Reproduce the data below line by line, from its first line to the line with "Tag every instance of the woman's", both included, and nothing past that point.

_Dataset entries_
== == ==

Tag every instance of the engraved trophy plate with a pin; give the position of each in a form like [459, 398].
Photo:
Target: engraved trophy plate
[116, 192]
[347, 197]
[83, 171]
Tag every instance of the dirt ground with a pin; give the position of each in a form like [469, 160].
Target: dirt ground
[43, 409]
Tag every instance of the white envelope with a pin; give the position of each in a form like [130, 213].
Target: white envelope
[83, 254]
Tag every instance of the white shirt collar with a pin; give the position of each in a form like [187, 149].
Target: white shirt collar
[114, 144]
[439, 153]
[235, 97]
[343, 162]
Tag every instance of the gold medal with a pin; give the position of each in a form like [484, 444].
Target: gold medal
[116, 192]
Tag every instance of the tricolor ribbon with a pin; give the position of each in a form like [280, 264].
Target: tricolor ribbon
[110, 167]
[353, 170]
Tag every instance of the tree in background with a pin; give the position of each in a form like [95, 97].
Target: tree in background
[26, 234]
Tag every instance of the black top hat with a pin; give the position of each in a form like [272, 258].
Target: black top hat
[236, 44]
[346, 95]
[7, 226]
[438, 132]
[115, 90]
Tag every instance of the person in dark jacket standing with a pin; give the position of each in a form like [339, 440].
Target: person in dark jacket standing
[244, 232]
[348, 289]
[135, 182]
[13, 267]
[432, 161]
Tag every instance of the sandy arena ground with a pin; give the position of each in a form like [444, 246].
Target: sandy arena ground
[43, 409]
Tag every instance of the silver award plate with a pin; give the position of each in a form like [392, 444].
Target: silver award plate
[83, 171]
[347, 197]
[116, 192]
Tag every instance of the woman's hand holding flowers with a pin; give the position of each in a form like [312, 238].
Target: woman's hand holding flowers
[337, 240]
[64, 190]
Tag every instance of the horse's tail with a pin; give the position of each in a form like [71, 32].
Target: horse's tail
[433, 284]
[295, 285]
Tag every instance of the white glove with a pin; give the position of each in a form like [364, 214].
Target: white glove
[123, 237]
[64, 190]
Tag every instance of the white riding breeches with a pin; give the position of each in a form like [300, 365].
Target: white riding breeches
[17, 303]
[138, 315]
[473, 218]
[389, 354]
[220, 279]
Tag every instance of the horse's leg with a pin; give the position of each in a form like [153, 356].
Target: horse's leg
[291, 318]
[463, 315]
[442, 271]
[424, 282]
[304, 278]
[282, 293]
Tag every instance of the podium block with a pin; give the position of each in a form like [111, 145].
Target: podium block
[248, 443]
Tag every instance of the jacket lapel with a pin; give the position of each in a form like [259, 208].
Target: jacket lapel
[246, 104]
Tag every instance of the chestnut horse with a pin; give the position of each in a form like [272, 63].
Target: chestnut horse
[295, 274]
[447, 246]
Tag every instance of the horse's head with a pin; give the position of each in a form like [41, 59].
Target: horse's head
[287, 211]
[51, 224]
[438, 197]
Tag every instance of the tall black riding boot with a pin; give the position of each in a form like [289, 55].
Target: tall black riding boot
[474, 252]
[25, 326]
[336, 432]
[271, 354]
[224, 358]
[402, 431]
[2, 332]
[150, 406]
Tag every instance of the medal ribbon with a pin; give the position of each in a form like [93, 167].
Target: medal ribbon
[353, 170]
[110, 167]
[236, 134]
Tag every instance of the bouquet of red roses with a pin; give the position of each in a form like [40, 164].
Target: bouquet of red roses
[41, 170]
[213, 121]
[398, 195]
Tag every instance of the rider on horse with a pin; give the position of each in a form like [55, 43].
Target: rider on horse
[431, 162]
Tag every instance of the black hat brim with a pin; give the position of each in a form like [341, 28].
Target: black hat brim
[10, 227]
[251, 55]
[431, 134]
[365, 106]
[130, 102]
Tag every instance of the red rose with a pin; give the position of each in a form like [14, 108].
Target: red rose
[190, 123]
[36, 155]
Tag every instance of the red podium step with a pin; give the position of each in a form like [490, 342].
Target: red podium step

== == ==

_Result of the exercise_
Tag every instance of the engraved trophy plate with a pin; give the position of each in a form like [459, 398].
Photo:
Target: engraved trophy plate
[116, 192]
[347, 197]
[83, 171]
Tag every instance of the dirt ground with a pin; give the position of each in a form like [469, 160].
Target: dirt ground
[43, 409]
Tag every instance of the white envelope with a pin; give the position of each in a form like [130, 213].
Target: white envelope
[83, 254]
Tag every instance of the white shirt collar with a pin; give the position of each in a form like [187, 149].
Target: white shirt collar
[114, 144]
[439, 153]
[235, 97]
[343, 162]
Tag every instance of the gold medal with a pin; give the position of each in a form like [484, 444].
Target: gold medal
[116, 192]
Tag every instance of the tricolor ribbon with a pin; give the position of each in a form like [280, 264].
Target: tricolor ribbon
[110, 167]
[353, 170]
Tag every instance of the tree in background with a pin; give the position of each in a form like [95, 97].
Target: tree in background
[26, 234]
Tag every instance of the black top hat with a pin; give the position of each in a form like [272, 258].
Target: black top hat
[236, 44]
[346, 95]
[7, 226]
[438, 132]
[115, 90]
Tag every instance of the person in dark jacket standing with a pin; give the position of each in a form like [339, 440].
Target: person in dark jacket standing
[244, 232]
[348, 289]
[135, 182]
[13, 267]
[432, 161]
Tag every instance of the sandy arena ground with a pin; give the position of each in a form like [444, 246].
Target: sandy arena ground
[43, 409]
Tag every instance of the silver award plate with a pin; give the position of each in a form like [392, 444].
Target: silver award plate
[83, 171]
[347, 197]
[116, 192]
Tag every instance of the woman's hand holding flowers with a pin; give the position of each in a form like [312, 238].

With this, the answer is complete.